** OBJECTIVE **
Go through the material below and list every line that contains the word "white". Copy each of those lines in full.

** BEGIN RECORDS PROVIDED **

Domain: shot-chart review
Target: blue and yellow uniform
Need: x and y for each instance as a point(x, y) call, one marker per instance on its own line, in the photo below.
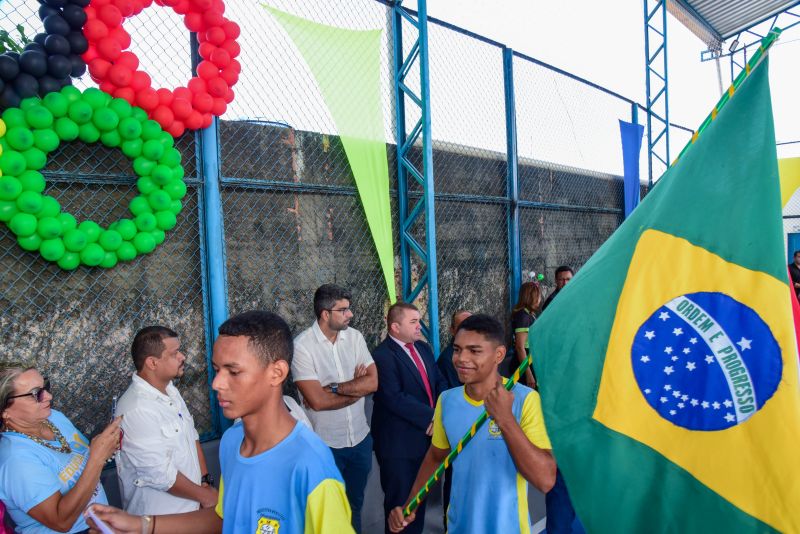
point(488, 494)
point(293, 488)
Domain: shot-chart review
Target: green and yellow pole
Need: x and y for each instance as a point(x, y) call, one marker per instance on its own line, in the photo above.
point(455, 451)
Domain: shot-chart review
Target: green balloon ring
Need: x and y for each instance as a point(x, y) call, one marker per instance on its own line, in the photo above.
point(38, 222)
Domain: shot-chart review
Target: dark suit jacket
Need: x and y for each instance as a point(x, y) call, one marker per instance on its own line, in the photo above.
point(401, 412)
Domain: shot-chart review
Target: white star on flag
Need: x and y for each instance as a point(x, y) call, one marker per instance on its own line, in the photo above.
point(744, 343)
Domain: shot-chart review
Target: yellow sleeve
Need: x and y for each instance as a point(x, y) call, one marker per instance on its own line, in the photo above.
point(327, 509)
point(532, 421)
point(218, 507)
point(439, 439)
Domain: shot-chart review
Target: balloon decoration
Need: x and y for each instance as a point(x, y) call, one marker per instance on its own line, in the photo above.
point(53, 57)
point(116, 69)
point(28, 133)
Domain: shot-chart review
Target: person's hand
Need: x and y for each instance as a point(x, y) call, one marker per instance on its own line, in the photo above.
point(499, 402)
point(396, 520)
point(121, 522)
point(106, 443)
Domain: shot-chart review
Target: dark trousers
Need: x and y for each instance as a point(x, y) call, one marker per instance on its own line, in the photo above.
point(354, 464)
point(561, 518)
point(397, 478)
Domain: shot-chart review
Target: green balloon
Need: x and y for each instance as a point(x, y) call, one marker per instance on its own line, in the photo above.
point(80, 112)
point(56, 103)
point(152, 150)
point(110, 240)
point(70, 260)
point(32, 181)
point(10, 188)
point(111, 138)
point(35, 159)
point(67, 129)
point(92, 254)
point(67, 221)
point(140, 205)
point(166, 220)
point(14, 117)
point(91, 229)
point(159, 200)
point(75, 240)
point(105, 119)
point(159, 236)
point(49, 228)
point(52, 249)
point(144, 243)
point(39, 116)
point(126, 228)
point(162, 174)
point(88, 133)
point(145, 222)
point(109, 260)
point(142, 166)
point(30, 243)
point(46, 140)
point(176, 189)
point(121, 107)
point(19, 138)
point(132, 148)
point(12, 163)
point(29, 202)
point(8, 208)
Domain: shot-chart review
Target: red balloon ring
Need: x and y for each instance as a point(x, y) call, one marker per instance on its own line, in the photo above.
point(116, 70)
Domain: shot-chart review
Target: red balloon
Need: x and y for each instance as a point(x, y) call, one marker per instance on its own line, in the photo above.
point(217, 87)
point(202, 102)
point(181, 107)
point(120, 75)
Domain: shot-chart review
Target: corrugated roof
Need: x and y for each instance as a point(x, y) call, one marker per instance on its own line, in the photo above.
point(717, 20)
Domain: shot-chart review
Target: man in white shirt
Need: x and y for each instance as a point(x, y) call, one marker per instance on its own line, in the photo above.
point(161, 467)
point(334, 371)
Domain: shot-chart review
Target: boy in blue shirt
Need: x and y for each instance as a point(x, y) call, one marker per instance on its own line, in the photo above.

** END RECORDS PROVIDED **
** BEGIN RECORDS PROVIDED **

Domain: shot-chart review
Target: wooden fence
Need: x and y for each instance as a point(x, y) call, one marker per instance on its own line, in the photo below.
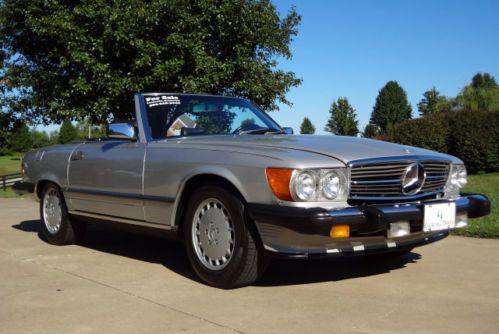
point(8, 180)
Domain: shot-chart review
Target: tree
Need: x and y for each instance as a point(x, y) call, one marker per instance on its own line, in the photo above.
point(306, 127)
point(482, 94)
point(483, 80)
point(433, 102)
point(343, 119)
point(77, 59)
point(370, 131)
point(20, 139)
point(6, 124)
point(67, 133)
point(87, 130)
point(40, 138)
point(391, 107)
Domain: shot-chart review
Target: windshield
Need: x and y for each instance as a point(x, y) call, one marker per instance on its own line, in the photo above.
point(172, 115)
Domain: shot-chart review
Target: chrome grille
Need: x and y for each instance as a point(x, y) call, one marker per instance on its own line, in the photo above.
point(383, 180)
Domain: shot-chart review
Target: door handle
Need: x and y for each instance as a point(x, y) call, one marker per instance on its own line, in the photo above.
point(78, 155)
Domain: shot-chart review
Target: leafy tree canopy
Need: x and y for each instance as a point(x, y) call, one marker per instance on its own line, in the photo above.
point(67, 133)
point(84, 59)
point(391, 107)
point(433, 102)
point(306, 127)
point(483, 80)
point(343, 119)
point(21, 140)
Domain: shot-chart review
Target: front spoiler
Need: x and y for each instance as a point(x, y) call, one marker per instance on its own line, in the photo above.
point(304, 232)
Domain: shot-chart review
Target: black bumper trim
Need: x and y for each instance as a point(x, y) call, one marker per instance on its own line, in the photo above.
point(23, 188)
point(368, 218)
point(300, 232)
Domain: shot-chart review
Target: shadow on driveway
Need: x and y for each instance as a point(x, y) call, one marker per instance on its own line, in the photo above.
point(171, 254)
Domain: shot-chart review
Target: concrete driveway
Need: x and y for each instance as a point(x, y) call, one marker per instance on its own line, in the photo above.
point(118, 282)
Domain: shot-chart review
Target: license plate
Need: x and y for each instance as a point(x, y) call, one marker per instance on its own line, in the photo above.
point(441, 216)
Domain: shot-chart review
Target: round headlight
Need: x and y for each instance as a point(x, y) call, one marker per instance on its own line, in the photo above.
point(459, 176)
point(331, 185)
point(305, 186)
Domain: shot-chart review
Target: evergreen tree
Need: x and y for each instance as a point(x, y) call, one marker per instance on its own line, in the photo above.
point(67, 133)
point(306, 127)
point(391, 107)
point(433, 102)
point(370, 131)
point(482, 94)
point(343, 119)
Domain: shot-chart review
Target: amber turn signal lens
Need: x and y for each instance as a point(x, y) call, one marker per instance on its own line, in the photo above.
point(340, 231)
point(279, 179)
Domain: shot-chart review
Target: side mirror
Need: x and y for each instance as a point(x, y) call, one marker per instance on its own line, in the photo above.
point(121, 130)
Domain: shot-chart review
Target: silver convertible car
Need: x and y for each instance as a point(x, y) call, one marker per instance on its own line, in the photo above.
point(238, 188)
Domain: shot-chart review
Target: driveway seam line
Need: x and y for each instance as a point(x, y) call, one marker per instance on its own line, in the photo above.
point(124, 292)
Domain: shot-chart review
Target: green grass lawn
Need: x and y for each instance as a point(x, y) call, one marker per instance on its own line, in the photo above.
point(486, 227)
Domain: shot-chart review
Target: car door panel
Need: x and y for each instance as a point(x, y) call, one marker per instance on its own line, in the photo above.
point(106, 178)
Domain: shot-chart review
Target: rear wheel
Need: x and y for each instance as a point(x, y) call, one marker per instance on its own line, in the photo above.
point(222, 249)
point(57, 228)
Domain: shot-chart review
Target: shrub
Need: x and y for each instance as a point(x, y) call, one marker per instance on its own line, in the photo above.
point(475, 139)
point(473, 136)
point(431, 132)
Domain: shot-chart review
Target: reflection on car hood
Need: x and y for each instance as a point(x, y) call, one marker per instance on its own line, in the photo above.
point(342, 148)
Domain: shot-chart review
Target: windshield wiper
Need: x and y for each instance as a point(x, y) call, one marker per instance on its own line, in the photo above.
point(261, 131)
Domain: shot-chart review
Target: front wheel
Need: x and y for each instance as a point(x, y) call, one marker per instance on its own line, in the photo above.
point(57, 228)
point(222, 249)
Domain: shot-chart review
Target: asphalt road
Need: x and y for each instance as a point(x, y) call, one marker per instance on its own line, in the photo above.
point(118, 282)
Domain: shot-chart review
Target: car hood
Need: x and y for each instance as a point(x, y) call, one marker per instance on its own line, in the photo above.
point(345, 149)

** END RECORDS PROVIDED **
** BEGIN RECORDS PROVIDED **

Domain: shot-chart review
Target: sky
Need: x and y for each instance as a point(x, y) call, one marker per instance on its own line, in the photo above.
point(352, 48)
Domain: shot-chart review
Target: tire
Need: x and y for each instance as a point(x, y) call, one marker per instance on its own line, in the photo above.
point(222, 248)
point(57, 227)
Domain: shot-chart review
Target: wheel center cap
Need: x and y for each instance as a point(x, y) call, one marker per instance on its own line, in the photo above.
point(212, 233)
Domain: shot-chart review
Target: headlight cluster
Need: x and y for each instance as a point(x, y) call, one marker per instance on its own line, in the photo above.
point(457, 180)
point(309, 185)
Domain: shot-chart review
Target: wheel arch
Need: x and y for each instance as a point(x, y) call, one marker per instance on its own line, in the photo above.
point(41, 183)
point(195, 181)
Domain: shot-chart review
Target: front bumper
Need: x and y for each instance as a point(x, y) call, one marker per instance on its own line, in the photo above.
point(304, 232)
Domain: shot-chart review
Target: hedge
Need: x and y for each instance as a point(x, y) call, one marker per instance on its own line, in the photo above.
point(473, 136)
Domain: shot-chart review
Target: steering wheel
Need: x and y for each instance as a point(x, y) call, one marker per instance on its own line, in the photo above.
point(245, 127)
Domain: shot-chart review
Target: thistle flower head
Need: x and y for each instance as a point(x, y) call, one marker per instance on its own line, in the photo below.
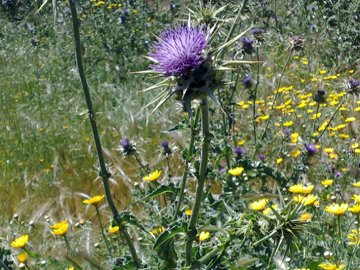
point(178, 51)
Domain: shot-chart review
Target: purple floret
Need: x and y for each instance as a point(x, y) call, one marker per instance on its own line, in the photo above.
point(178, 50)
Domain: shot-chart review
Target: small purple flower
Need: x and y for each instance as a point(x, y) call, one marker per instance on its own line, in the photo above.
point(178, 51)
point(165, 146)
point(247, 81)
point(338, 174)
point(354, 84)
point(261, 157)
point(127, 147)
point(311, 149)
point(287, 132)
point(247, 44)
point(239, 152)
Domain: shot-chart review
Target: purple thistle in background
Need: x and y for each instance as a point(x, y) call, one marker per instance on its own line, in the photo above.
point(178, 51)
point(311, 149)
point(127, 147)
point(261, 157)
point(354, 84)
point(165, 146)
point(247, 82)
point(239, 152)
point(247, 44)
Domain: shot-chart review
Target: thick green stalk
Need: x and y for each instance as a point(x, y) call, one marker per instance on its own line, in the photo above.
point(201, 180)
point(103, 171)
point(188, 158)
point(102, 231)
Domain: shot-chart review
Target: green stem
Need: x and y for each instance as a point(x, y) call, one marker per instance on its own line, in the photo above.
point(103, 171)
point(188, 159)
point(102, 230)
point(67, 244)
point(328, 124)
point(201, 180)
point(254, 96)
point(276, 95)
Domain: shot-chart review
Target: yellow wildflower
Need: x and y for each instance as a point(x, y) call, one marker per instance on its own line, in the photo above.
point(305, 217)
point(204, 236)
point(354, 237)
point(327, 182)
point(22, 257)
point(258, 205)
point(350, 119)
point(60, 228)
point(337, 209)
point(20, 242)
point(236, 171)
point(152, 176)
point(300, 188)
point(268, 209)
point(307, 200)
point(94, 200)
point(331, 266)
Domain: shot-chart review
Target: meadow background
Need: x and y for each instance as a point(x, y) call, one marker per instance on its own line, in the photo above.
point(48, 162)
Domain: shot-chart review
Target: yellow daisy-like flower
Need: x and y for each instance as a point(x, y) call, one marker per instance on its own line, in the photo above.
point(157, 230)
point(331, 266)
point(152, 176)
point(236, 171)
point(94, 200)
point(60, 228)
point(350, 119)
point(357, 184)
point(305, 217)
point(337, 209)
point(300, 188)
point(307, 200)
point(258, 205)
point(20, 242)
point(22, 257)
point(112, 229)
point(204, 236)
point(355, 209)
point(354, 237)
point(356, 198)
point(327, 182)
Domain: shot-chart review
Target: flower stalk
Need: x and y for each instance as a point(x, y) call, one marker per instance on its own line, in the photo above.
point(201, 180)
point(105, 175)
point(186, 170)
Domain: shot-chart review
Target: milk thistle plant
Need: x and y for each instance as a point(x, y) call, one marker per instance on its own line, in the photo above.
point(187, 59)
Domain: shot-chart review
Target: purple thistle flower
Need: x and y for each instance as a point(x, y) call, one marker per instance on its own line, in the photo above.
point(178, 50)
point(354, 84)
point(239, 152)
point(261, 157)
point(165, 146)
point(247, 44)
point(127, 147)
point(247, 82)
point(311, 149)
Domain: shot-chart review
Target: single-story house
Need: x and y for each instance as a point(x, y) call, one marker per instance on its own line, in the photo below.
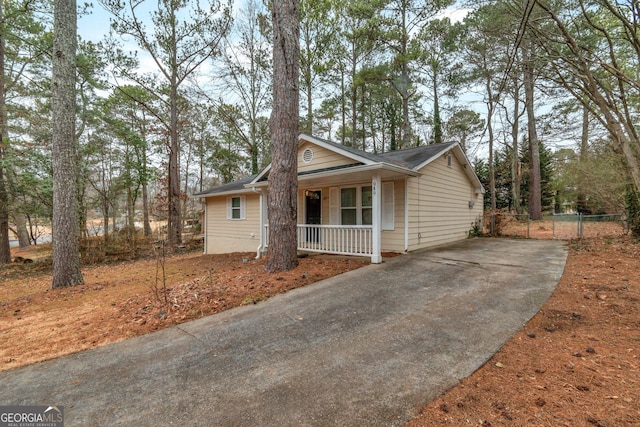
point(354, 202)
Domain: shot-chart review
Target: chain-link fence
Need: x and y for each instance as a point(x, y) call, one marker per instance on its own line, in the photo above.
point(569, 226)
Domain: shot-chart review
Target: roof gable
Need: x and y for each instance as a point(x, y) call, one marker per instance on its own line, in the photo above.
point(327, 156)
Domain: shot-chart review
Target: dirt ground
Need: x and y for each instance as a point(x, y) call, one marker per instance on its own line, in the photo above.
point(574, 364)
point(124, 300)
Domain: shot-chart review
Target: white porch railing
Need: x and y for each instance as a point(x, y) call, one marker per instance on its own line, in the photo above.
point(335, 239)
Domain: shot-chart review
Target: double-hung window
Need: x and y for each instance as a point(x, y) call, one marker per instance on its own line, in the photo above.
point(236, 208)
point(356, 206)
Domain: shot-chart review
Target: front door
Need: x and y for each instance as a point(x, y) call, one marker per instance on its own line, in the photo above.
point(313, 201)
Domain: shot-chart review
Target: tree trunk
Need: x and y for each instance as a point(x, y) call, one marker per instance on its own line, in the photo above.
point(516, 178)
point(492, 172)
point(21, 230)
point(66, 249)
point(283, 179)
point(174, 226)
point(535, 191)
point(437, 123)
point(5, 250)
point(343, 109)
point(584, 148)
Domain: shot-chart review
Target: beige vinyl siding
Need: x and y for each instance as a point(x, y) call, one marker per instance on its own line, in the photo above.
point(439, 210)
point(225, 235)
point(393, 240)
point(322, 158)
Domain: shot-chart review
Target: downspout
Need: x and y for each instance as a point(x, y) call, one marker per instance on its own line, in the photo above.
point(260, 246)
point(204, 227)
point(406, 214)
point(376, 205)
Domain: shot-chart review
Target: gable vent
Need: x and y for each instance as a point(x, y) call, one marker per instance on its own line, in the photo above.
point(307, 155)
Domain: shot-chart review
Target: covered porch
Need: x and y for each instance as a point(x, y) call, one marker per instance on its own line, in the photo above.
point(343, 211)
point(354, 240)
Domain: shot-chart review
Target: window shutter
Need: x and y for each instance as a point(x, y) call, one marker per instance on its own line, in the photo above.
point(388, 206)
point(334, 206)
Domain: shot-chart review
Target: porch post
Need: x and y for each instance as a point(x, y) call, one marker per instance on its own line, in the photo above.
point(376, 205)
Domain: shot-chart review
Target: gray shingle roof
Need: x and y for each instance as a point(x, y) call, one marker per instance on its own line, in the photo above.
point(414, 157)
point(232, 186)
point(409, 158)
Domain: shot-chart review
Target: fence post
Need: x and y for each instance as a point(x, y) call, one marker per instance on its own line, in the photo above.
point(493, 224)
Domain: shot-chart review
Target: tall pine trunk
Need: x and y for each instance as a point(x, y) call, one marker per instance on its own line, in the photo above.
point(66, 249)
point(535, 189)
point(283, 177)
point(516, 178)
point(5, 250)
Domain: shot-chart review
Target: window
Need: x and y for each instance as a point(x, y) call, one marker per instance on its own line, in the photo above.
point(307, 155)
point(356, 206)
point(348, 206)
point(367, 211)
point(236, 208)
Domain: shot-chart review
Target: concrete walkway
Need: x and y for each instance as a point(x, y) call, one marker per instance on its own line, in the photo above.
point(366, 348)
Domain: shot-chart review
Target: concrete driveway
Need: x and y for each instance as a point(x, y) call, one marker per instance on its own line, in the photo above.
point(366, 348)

** END RECORDS PROVIDED **

** WRITTEN ANSWER **
Target: white star on flag
Target: man in white shirt
Target: white porch railing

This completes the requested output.